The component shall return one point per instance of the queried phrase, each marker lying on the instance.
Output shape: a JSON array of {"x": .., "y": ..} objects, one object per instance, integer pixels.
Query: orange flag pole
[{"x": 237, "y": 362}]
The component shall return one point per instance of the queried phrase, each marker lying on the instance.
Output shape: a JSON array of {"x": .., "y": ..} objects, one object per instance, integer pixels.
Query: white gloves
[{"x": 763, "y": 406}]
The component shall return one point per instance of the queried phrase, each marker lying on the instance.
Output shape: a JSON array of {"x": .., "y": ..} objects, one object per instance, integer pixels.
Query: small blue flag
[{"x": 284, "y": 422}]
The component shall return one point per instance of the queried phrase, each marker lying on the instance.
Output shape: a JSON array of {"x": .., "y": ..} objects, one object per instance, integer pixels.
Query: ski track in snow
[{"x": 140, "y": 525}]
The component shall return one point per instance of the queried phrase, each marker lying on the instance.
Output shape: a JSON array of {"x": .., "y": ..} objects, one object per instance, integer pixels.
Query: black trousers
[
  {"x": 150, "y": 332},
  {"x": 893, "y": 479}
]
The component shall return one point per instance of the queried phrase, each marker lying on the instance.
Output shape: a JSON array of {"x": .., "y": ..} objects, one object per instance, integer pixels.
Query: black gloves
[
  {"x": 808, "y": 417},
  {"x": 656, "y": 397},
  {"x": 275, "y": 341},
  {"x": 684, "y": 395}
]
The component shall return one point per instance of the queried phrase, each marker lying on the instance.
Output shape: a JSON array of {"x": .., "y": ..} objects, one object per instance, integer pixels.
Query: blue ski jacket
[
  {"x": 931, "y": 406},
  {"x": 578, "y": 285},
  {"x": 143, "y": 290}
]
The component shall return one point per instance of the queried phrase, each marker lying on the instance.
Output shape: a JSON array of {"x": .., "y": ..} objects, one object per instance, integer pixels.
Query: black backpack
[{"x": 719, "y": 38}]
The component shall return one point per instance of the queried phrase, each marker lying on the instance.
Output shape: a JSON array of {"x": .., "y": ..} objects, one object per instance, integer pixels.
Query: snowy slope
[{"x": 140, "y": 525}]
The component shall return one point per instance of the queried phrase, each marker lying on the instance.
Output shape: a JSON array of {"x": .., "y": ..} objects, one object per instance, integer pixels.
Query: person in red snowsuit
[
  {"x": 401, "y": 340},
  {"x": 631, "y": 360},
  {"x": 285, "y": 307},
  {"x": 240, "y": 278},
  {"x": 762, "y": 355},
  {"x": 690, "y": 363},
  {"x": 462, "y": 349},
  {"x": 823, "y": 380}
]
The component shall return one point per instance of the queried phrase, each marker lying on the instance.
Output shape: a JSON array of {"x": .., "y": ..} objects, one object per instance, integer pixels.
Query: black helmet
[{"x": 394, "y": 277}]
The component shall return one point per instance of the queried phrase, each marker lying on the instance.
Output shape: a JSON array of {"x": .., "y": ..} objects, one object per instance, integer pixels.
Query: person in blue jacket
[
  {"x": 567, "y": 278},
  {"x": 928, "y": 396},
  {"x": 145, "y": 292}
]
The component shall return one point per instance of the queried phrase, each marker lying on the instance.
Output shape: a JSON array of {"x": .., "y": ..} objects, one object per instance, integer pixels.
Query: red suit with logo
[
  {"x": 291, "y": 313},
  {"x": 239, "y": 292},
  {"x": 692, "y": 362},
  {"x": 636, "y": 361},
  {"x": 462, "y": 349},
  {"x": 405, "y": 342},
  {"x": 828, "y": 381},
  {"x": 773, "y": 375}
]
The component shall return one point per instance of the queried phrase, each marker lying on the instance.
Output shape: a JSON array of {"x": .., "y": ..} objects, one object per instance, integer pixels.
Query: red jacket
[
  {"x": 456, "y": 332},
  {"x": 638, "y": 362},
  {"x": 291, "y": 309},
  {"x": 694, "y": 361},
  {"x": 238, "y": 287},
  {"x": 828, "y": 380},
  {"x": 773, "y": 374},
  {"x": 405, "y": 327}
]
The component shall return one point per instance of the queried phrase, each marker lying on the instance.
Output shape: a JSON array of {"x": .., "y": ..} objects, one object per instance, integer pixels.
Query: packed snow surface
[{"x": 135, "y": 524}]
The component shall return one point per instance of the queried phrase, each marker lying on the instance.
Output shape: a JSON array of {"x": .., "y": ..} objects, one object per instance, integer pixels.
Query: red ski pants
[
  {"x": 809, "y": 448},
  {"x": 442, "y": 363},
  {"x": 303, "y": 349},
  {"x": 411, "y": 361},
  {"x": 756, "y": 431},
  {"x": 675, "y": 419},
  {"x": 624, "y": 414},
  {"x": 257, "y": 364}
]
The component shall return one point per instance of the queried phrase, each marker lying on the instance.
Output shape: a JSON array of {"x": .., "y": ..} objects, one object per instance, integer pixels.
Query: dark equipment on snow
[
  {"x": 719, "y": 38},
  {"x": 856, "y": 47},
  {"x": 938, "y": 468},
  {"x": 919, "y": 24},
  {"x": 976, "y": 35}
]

+ + +

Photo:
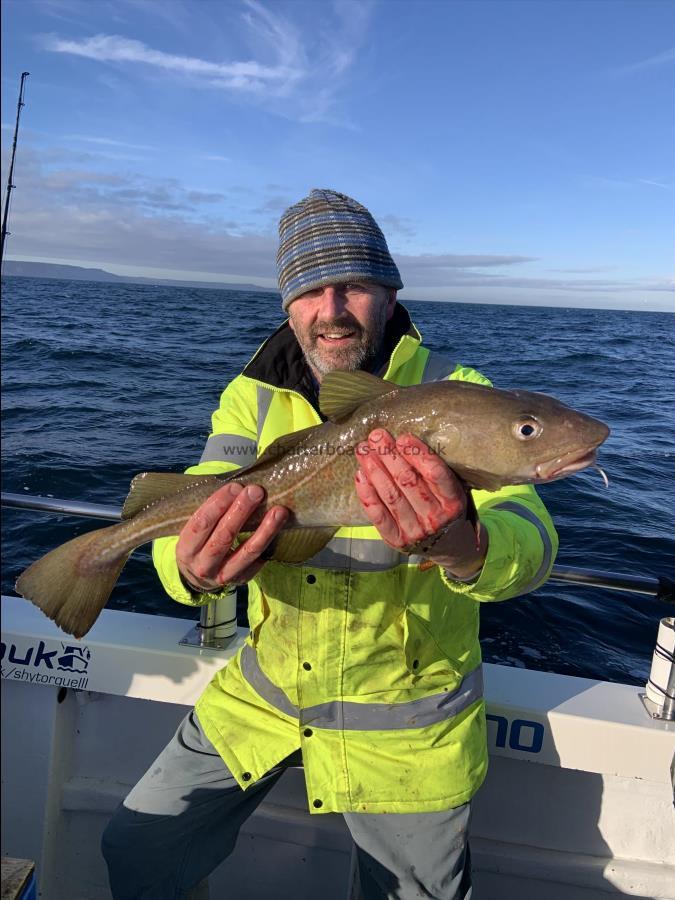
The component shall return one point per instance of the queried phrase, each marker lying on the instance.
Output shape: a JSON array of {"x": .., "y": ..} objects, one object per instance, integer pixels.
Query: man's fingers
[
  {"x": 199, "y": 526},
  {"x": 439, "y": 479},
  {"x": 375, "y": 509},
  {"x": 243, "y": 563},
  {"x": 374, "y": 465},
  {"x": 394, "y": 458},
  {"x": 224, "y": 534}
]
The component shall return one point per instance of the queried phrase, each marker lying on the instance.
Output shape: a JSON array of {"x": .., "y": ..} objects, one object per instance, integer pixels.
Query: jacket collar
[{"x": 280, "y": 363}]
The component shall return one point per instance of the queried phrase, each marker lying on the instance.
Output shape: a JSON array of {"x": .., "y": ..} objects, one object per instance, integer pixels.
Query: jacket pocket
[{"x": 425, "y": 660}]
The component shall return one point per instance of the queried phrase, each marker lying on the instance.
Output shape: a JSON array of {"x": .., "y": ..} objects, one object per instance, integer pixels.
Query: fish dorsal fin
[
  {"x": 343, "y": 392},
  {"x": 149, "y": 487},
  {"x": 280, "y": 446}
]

+ + +

- _Exercise aim_
Pick out every line in the records that contains the word "gloves", and copy each of those lines.

- _Answer to this problem_
Query: white gloves
Query: black gloves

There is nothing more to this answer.